• YOUR GOAL: In the entries below, find every line with "negative" and copy it.

(EXTRACTED MATERIAL)

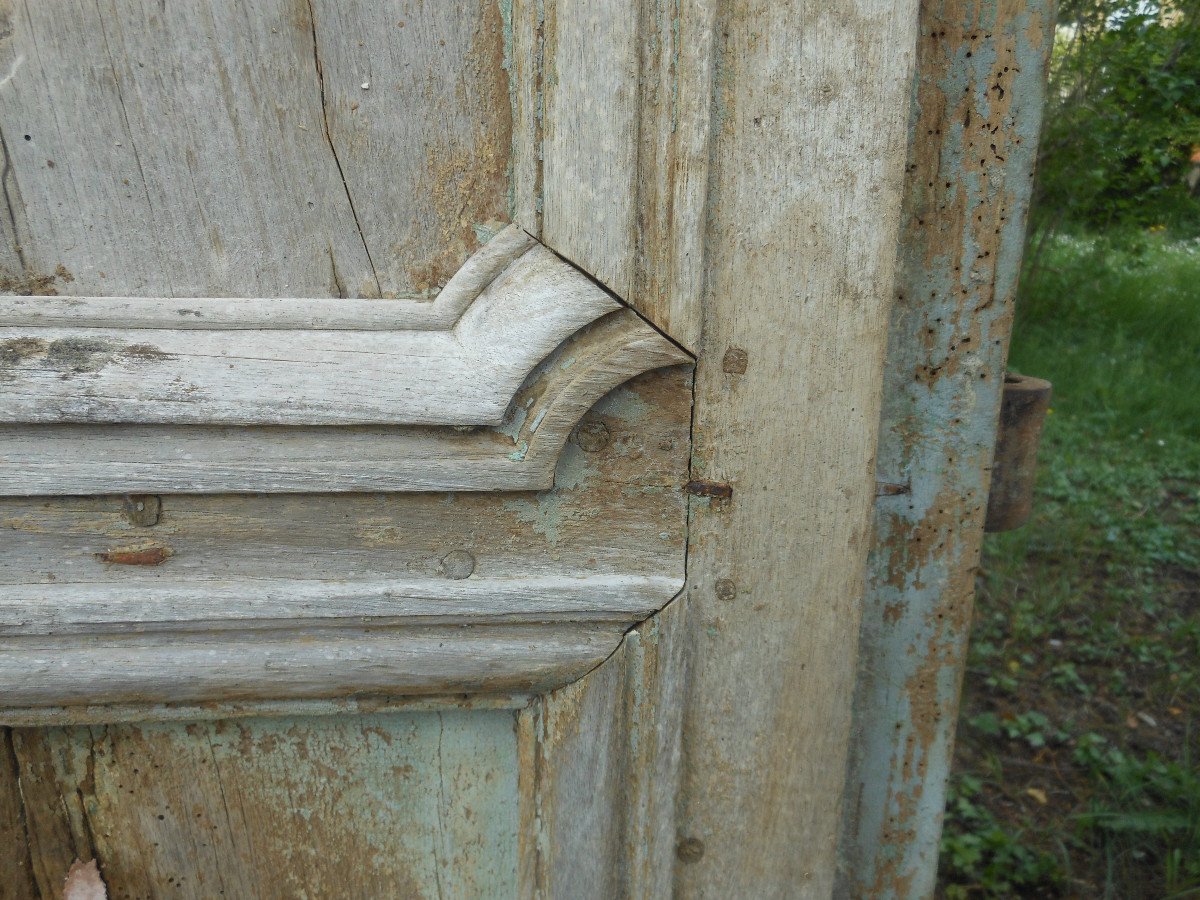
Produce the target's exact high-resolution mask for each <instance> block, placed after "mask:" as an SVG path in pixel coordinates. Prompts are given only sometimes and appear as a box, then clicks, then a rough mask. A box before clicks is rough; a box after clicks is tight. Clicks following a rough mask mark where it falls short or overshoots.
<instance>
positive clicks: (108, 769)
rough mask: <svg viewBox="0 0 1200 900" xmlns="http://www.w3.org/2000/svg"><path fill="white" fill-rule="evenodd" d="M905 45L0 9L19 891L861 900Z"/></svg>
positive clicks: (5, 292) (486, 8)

(End EXTRACTED MATERIAL)
(EXTRACTED MATERIAL)

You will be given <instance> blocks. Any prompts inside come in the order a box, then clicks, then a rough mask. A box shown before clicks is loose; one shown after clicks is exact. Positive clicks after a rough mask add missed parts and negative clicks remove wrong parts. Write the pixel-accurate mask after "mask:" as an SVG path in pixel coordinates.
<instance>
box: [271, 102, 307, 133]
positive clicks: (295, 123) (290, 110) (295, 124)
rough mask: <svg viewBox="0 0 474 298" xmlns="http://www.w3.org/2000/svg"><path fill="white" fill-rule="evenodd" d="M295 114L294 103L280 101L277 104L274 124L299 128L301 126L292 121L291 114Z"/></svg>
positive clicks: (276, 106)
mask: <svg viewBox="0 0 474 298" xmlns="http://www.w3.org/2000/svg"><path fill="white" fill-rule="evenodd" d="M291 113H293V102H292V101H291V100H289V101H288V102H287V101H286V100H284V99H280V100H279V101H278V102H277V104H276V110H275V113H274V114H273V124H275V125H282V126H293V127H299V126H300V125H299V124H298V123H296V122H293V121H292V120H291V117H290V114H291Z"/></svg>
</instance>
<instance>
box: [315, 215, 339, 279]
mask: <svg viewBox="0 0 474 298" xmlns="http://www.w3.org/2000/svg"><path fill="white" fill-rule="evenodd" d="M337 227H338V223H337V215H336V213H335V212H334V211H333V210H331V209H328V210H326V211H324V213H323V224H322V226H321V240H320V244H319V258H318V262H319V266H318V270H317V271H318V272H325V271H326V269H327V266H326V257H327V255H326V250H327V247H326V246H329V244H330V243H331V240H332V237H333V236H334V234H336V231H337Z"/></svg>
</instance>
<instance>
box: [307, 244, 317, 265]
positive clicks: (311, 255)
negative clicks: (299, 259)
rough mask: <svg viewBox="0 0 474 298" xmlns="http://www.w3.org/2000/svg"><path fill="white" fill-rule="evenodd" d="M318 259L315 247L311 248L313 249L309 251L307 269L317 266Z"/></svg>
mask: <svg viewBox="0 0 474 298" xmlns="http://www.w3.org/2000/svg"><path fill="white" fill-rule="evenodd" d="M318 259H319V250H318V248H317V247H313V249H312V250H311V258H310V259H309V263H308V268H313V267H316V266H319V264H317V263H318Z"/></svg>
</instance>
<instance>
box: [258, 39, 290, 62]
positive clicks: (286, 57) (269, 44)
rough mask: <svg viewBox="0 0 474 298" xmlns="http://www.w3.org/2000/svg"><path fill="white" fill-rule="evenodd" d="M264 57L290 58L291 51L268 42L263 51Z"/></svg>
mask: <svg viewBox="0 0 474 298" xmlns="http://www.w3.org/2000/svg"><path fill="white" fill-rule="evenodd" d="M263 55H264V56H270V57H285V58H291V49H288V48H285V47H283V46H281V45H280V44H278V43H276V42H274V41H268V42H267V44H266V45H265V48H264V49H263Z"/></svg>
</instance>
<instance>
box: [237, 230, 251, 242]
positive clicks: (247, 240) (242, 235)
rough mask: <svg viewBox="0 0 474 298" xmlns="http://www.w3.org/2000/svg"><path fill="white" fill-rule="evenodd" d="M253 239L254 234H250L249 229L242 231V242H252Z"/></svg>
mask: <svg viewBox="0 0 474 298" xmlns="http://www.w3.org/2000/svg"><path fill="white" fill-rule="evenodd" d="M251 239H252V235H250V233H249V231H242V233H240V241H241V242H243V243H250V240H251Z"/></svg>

(End EXTRACTED MATERIAL)

• THE COMPLETED TASK:
You will be given <instance> blocks. Any prompts inside come in the order a box, then clicks, then a rough mask. A box shown before clicks is loose; one shown after clicks is exact. Positive clicks after a rough mask add missed parts and negative clicks remove wrong parts. Write the pixel-accurate mask after "mask:" as an SVG path in pixel coordinates.
negative clicks: (299, 259)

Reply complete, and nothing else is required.